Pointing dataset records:
○ ○ ○ ○ ○ ○ ○
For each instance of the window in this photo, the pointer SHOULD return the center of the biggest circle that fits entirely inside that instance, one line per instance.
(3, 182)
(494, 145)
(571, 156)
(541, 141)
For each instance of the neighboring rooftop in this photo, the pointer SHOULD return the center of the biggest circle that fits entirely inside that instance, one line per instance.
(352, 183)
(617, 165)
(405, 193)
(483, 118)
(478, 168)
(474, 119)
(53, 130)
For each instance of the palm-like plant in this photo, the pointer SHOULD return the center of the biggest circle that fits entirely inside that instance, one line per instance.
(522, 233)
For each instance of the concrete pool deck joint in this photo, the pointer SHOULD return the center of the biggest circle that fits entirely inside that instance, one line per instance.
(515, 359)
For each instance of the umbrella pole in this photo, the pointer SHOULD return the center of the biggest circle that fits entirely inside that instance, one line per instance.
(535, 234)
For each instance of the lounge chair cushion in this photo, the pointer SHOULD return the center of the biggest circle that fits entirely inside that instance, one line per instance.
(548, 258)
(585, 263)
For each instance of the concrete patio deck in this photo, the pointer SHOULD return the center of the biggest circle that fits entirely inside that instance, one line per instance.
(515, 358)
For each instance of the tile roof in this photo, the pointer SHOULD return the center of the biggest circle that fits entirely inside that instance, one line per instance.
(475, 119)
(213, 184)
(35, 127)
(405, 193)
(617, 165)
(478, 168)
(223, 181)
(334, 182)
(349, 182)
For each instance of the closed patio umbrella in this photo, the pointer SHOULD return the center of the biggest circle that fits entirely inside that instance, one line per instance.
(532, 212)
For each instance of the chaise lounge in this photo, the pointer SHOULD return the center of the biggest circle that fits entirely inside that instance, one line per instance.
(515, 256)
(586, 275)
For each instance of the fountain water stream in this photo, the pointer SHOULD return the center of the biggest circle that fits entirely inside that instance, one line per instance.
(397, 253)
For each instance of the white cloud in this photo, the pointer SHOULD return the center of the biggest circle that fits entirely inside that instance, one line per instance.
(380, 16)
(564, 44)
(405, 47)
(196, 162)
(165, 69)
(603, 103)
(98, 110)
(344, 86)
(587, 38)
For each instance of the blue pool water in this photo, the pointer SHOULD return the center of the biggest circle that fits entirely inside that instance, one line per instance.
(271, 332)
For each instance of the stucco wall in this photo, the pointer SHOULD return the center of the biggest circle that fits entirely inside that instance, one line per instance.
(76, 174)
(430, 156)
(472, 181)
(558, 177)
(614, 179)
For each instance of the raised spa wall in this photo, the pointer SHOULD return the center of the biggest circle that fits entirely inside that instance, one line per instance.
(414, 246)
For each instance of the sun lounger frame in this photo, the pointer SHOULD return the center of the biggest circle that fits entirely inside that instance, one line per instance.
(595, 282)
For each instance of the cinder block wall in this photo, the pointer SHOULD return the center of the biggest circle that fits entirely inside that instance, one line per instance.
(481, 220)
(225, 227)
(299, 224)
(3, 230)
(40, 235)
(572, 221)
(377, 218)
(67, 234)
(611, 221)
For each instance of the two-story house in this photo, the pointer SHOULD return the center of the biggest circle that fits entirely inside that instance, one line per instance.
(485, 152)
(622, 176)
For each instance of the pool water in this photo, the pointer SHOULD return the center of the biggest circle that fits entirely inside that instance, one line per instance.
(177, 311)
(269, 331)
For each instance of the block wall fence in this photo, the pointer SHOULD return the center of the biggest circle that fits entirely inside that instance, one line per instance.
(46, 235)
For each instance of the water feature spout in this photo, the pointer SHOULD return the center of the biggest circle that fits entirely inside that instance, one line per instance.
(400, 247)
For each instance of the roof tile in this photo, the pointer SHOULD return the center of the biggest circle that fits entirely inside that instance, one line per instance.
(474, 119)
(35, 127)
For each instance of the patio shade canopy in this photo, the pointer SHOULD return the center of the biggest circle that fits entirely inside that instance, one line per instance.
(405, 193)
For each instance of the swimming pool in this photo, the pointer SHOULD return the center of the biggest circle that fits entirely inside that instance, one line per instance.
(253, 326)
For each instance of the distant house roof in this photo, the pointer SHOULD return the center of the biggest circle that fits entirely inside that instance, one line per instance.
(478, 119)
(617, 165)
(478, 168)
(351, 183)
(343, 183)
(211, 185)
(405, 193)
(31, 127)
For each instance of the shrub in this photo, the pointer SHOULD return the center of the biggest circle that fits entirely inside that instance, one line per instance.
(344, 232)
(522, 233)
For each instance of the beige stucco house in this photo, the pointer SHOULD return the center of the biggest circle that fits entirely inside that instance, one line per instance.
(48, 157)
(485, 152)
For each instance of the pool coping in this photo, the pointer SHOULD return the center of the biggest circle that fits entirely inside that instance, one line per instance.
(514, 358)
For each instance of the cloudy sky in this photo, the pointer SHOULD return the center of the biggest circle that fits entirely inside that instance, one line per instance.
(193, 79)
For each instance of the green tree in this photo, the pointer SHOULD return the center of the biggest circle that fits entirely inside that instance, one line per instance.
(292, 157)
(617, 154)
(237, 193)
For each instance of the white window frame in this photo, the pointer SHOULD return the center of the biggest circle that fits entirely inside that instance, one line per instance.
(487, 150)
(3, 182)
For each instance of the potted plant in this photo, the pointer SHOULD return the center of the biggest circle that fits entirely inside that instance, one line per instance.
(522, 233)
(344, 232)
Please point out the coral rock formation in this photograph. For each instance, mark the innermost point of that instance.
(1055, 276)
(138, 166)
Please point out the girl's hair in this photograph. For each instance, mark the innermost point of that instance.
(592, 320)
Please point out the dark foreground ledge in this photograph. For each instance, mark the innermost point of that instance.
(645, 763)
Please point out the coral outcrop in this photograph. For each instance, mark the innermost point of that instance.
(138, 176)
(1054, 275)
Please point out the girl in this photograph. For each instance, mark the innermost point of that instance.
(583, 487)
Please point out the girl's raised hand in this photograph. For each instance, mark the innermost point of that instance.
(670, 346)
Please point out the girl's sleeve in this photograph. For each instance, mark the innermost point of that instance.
○ ○ ○ ○ ○ ○ ○
Change "biggest" to "largest" wherever it occurs in the lines above, and give every line again with nothing else altered.

THE RESULT:
For each instance of the window in this photo, the pointer SHOULD return the center of the largest circle that fits entirely inside that instance, one line per instance.
(3, 182)
(494, 145)
(571, 156)
(541, 141)
For each instance of the neighboring rooftop in this photo, the pointer SHOULD return the center of the largest circle that fits entirely inside that instance, one line per instance.
(352, 183)
(617, 165)
(405, 193)
(483, 118)
(478, 168)
(474, 119)
(53, 130)
For each instance of the palm-like plant in this photo, the pointer SHOULD return the center of the largest circle that fits entirely inside that instance, one line per instance.
(522, 233)
For each instance of the concrete pool deck joint in this photo, the pointer SHOULD return the center of the largest circle that fits entirely inside that instance, one line per instance.
(515, 359)
For each instance of the umbrella pole in this photo, the pointer SHOULD return the center of the largest circle that fits entirely inside that instance, one line per instance.
(535, 234)
For each instance of the lounge chair cushion in this photo, the pointer SHOULD return the center of the largest circle that fits entirely inside that instance, one line per instance.
(548, 258)
(585, 263)
For each instance of the concrete patio deck in this photo, the pointer SHOULD return the center of the largest circle that fits entirely inside that instance, one line per instance.
(515, 358)
For each instance of the tile roof in this photo, the pointer SHOULD return the center of the largest circle that fits entirely inside that instance, one line per instance.
(475, 119)
(213, 184)
(35, 127)
(405, 193)
(617, 165)
(478, 168)
(223, 181)
(334, 182)
(349, 182)
For each instance of the closed patio umbrella in this photo, the pointer SHOULD return the center of the largest circle that fits entirely inside that instance, one line per instance.
(532, 212)
For each instance of the chaise lounge in this photo, the pointer SHOULD return the center of the largest circle that fits entirely inside that instance, one line per instance.
(515, 256)
(586, 275)
For each instance of the fountain water stream in this photo, the pointer SHOULD return the center of the largest circle that fits entirely inside that instance, one line per instance.
(397, 253)
For each instance of the white cloud in this photo, the pointer SHOULD return the center of the largest circle that fits entirely inside that instance, one line per instance.
(380, 16)
(564, 44)
(405, 47)
(196, 162)
(165, 69)
(603, 103)
(98, 110)
(344, 86)
(587, 38)
For each instance of the blue pool water in this photo, the pointer SHOULD return the center of the largest circle that fits entirely inside that instance, one line per instance.
(271, 332)
For each instance of the stucco wall in this photo, the pointer SHOULD return the center of the largest circle that fits entirely inside that instance, one line per instance.
(76, 174)
(430, 156)
(472, 181)
(558, 177)
(614, 179)
For each instance of the raised spa wall in this photo, the pointer SHOULD return the center of the largest circle that fits entirely inside that instance, one line per instance.
(414, 246)
For each instance of the sun lounger frame in this photo, the pointer SHOULD return the center of the largest circle that fits entirely inside that instance, one line per instance.
(595, 282)
For each instance of the cinder block wall in this photo, the pointer SHOULD return the center of the largest circle that fits entirely inside that instance, one line per instance.
(481, 220)
(225, 227)
(299, 224)
(3, 230)
(40, 235)
(572, 221)
(377, 218)
(67, 234)
(611, 221)
For each instance of the two-story house in this photo, the pointer SHOULD return the center of the largest circle that fits entirely inside that instance, one line per instance.
(485, 152)
(622, 176)
For each instance of the pool water in this photo, the pointer SHOULD return the center of the largest circle that fits entirely inside that instance, one line per instance.
(177, 311)
(269, 331)
For each instance of the block wall fence in this photo, the pointer SHOULD return the center of the largest circle that fits entirely inside that instance, one line per instance.
(46, 235)
For each instance of the water feature spout in this photo, the pointer SHOULD return the center of the largest circle that fits entirely inside that instance, one line per instance.
(400, 247)
For each instance of the roof tile in this photo, the pointer SHOULD return the center of the largest circle that fits entirely inside that instance, one line per instance.
(474, 119)
(35, 127)
For each instance of the patio shade canopy in this photo, the pointer SHOULD return the center of the largest circle that fits entirely inside that instance, one line per instance.
(405, 193)
For each instance of the swimming pool in this photo, the pointer SHOULD return the center of the largest circle that fits entirely inside that instance, one line per instance.
(253, 326)
For each instance of the distant house roof in this photo, the pointer SHOULD return the center of the largest circle that fits entirely inside that instance, one line per instance.
(478, 119)
(617, 165)
(478, 168)
(351, 183)
(343, 183)
(211, 185)
(405, 193)
(31, 127)
For each instance of the shrub in this photo, the pointer SHOULD return the center of the largest circle that fits entirely inside that instance, one line per instance.
(344, 232)
(522, 233)
For each instance of the beige stucco house in this photo, the pointer SHOULD return the center of the largest circle that fits entirely inside that instance, one line per instance.
(48, 157)
(485, 152)
For each instance of the pool coping in this photo, the pointer SHOULD return the center of the largest circle that fits entirely inside that instance, one line per instance.
(514, 358)
For each instance of the cloudy sky in this photo, the pointer SHOULD return the center of the largest circle that fits entirely inside that instance, one line per instance.
(193, 79)
For each instance of the green tree in this photo, the pointer SHOULD return the center of the largest circle that fits entirely inside that instance, one line per instance.
(292, 157)
(617, 154)
(237, 193)
For each instance of the white window frame in this photo, the pointer SHOULD return the center of the largest circle that fits entirely inside that instance, one line per instance.
(487, 150)
(3, 182)
For each instance of the potted plant in this photo, the pointer SHOULD return the center of the largest circle that fits entirely inside that instance, one line per instance.
(522, 233)
(344, 232)
Please point out the coral rock formation in this photograph. For each instance, mark the innermost point of that instance.
(1055, 276)
(138, 166)
Please point out the girl's hair in this photograph. For each instance, mark the innermost point of that instance.
(592, 320)
Please point out the dark foreground ledge in this photograph. For each instance, mark the innermost point of that instance.
(645, 763)
Please point out the coral outcrop in this photograph. For each instance, mark the innermost point of that instance.
(138, 176)
(1054, 275)
Please point out the girl in this photograph. For each instance, mark the innermost point of that instance.
(583, 487)
Please point out the girl's raised hand in this photograph. For each instance, mark the innermost point of that instance.
(670, 346)
Please point out the girl's sleeve in this photograph. For each instance, mark the innermost point of that instance.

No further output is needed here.